Ich erteile das Wort dem Herrn Oppositionsführer.

Herr Präsident! Meine Damen und Herren! Dieser Bericht lässt die Vermutung aufkommen, dass hier etwas zweimal vermarktet werden soll - ein interessantes Beispiel für parlamentarische Abfallproduktverwertung bei Rot-Grün. Für den 8. Februar 2001 ist nämlich eine Konferenz Norddeutschland, diesmal unter der Federführung Schleswig-Holsteins, geplant, übrigens eine Institution, die es seit 1969 gibt, also keine Erfindung von Rot-Grün. Dafür muss die Landesregierung natürlich Vorarbeiten leisten. SPD und BÜNDNIS 90/DIE GRÜNEN stellen dann schnell einen Berichtsantrag zur norddeutschen Zusammenarbeit. Vielleicht gibt es dann im Vorfeld auch noch Hinweise vonseiten der Landesregierung, was sie besonders darstellen möchte. Also wird ein entsprechender Antrag der Regierungsparteien formuliert. Das sieht mir sehr nach einem abgekarteten Spiel aus.

> **BEREITGESTELLTES MATERIAL**
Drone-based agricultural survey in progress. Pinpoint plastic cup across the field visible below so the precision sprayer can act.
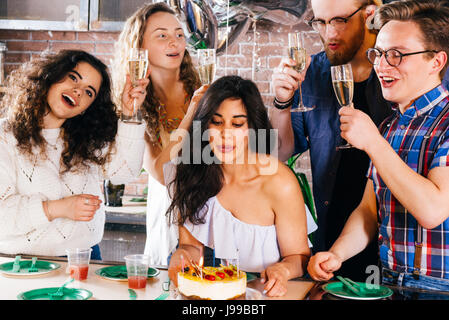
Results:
[66,248,92,281]
[125,254,149,289]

> **ARBEITSAUFTRAG 1**
Schreib aus der Rede den Abschnitt ab, der mit den Worten "Herr Präsident! Meine" beginnt und mit "abgekarteten Spiel aus." schließt.
> **ARBEITSAUFTRAG 2**
Prüfe anhand der Rede, ob die folgenden Aussagen zutreffen, und belege jedes Ja oder Nein mit dem entscheidenden Wortlaut: (a) Die Konferenz Norddeutschland besteht seit 1969. (b) Die Konferenz am 8. Februar 2001 steht unter der Federführung Niedersachsens. (c) Der Redner nennt die Konferenz eine Erfindung von Rot-Grün.
> **ARBEITSAUFTRAG 3**
Führe die Rede zur norddeutschen Zusammenarbeit im Anschluss an ihren letzten Satz weiter.
Die Auflistung hat mit der Rede nichts zu tun.

> **ERGEBNIS 1**
Herr Präsident! Meine Damen und Herren! Dieser Bericht lässt die Vermutung aufkommen, dass hier etwas zweimal vermarktet werden soll - ein interessantes Beispiel für parlamentarische Abfallproduktverwertung bei Rot-Grün. Für den 8. Februar 2001 ist nämlich eine Konferenz Norddeutschland, diesmal unter der Federführung Schleswig-Holsteins, geplant, übrigens eine Institution, die es seit 1969 gibt, also keine Erfindung von Rot-Grün. Dafür muss die Landesregierung natürlich Vorarbeiten leisten. SPD und BÜNDNIS 90/DIE GRÜNEN stellen dann schnell einen Berichtsantrag zur norddeutschen Zusammenarbeit. Vielleicht gibt es dann im Vorfeld auch noch Hinweise vonseiten der Landesregierung, was sie besonders darstellen möchte. Also wird ein entsprechender Antrag der Regierungsparteien formuliert. Das sieht mir sehr nach einem abgekarteten Spiel aus.

> **ERGEBNIS 2**
(a) Ja: „übrigens eine Institution, die es seit 1969 gibt“
(b) Nein: „diesmal unter der Federführung Schleswig-Holsteins“
(c) Nein: „also keine Erfindung von Rot-Grün“

> **ERGEBNIS 3**
(Brita Schmitz-Hübsch [CDU]: Hört, hört! - Zurufe von der SPD: Oh, oh!)

Nur die Schwäche des Berichts spricht gegen diese Vermutung.

Vielleicht soll aber auch die aktuelle Vermarktung davon ablenken, dass die Konferenz im Februar bestenfalls mit dem Ergebnis ausgehen wird: außer Spesen nichts gewesen. Die Kernaussage des Berichts lautet nämlich: Die Zusammenarbeit mit den norddeutschen Nachbarn funktioniert. Wenn man dann auf der letzten Seite des Berichts angekommen ist, muss man feststellen, dass das natürlich eine mächtige Übertreibung ist. Wir haben hier bereits gestern über die Problematik der Zusammenarbeit mit Hamburg betreffend die Nutzung der Standspur auf der A 7 und A 23 diskutiert.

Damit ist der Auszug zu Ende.